── TASK DATA

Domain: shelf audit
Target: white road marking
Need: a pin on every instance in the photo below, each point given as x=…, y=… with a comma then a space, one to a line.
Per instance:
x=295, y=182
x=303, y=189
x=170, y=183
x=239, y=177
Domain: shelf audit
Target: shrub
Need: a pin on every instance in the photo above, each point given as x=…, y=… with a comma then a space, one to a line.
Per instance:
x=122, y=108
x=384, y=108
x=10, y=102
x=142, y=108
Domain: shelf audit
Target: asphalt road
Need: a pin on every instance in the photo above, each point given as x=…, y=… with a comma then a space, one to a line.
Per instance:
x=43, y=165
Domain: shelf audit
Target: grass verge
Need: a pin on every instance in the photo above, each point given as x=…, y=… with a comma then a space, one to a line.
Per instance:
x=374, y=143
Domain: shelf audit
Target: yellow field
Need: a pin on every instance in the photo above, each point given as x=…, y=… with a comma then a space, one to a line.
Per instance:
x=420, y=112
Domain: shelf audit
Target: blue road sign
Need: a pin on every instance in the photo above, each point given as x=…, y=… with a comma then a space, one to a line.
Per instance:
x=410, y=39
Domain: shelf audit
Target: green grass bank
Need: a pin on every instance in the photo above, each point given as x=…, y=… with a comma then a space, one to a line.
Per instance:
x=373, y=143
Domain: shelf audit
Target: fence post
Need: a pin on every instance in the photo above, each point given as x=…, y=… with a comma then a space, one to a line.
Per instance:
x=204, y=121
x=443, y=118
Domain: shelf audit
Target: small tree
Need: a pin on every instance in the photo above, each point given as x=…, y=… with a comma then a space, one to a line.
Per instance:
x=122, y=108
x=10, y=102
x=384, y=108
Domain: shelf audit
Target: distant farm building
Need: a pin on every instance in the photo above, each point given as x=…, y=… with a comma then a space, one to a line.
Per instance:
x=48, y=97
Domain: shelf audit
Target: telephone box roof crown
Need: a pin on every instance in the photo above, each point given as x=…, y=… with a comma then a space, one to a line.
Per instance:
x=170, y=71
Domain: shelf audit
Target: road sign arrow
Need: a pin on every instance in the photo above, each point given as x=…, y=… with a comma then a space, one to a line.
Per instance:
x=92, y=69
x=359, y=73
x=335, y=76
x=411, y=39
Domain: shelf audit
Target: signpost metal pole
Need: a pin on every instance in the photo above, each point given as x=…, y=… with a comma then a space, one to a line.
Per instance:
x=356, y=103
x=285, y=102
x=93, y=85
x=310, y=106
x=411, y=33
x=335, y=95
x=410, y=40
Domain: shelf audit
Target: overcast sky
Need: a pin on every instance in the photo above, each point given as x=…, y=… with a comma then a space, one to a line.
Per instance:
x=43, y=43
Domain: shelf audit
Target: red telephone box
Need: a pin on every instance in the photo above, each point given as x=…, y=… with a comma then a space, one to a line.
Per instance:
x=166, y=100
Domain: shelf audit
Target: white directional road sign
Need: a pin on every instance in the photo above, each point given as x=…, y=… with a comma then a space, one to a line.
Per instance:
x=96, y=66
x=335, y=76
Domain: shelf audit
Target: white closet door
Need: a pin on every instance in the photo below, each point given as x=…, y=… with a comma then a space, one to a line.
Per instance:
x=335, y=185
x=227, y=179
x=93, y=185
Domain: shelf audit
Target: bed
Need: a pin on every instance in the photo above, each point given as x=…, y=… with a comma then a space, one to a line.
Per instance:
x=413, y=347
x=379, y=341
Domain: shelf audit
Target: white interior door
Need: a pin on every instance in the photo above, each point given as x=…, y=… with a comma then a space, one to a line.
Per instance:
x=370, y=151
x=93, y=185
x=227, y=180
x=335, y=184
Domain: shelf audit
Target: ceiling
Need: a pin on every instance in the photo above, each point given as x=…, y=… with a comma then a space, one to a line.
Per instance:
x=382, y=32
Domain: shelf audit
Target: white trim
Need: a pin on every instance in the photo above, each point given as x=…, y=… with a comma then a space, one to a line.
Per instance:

────

**YOUR TASK:** Rewrite all the rows above, switching each "shelf audit" to "scene audit" and keeping every other line unchanged.

**ANSWER BELOW:**
Domain: scene audit
Target: white road marking
Need: a pin on every instance in the photo below, each point given as x=…, y=… with a comma then a space, one to a line.
Per instance:
x=295, y=182
x=303, y=189
x=170, y=183
x=239, y=177
Domain: scene audit
Target: shrub
Need: a pin on every instance in the photo above, each point given as x=…, y=… with a comma then a space, one to a line.
Per instance:
x=122, y=108
x=384, y=108
x=10, y=102
x=142, y=108
Domain: scene audit
Target: asphalt road
Need: a pin on every instance in the photo above, each point given as x=…, y=… with a comma then a space, one to a line.
Per instance:
x=43, y=165
Domain: scene audit
Target: grass verge
Need: a pin on every instance in the photo above, each point given as x=…, y=… with a comma then a space, one to a line.
Per instance:
x=374, y=143
Domain: scene audit
Target: yellow field
Need: a pin on every instance in the photo above, each point given as x=…, y=… with a comma then a space, one to a line.
Per instance:
x=420, y=112
Domain: scene audit
Target: blue road sign
Need: a pin on every instance in the photo above, each point given as x=…, y=… with a comma then a space, one to a line.
Per instance:
x=410, y=39
Domain: scene audit
Target: green grass bank
Need: a pin on every instance in the photo above, each point given as x=…, y=… with a comma then a space, one to a line.
Per instance:
x=373, y=143
Domain: scene audit
Target: fence post
Need: a pin on every instance in the photo above, each point given as x=…, y=… with a comma then a space, one to a line.
Per instance:
x=204, y=121
x=443, y=118
Domain: scene audit
Target: small tree
Need: a pin on every instance in the photo above, each point given as x=…, y=… with a comma then a space, one to a line.
Per instance:
x=122, y=108
x=10, y=102
x=384, y=108
Domain: scene audit
Target: distant farm building
Need: a pin on every instance in the photo above, each point given as x=…, y=… with a comma then a space, one to a line.
Per instance:
x=48, y=97
Domain: scene audit
Target: telephone box roof crown
Need: a pin on every instance in the photo above, each point given as x=…, y=… with a comma then a space, one to a line.
Per instance:
x=170, y=71
Domain: scene audit
Target: road sign arrow
Need: a pin on every instance in the photo above, each point given as x=…, y=… with a comma then a space, one to a line.
Per instance:
x=92, y=69
x=359, y=73
x=335, y=76
x=411, y=39
Domain: scene audit
Target: signpost metal pole
Need: a pin on every instance in the photo above, each point given as x=…, y=… with a comma then a space, one to a line.
Per instance:
x=356, y=103
x=285, y=102
x=93, y=85
x=310, y=106
x=411, y=33
x=335, y=95
x=410, y=40
Domain: scene audit
Target: overcast sky
Need: a pin on every instance in the photo above, each point given as x=…, y=… with a comma then a space, one to a line.
Per instance:
x=43, y=43
Domain: scene audit
Target: red telephone box
Need: a pin on every instance in the photo above, each point given as x=…, y=… with a comma then a space, one to a line.
Per instance:
x=166, y=100
Domain: scene audit
Target: white directional road sign
Need: a pin on every instance in the photo above, each point given as x=…, y=… with a comma then a space, one to a line.
Per instance:
x=96, y=66
x=335, y=76
Domain: scene audit
Target: white closet door
Need: a pin on every instance in the photo below, each point given as x=…, y=… with a comma then a space, one to a line.
Per instance:
x=335, y=185
x=227, y=179
x=93, y=185
Domain: scene audit
Target: bed
Need: a pin on every instance in the photo above, each point given as x=…, y=… with a comma then a space, one to a line.
Per instance:
x=413, y=347
x=379, y=341
Domain: scene audit
Target: white interior door
Need: a pin on every instance in the photo above, each point given as x=…, y=… with a comma then a space, one to a line.
Per instance:
x=370, y=151
x=93, y=185
x=227, y=180
x=335, y=184
Domain: scene audit
Target: ceiling
Need: a pin on every instance in the photo above, each point given as x=…, y=… with a comma then a space, one to a line.
Per instance:
x=382, y=32
Domain: scene audit
Target: white trim
Need: a pin on every instance in the photo above, each point given as x=…, y=… with a comma then a space, one to a line.
Per instance:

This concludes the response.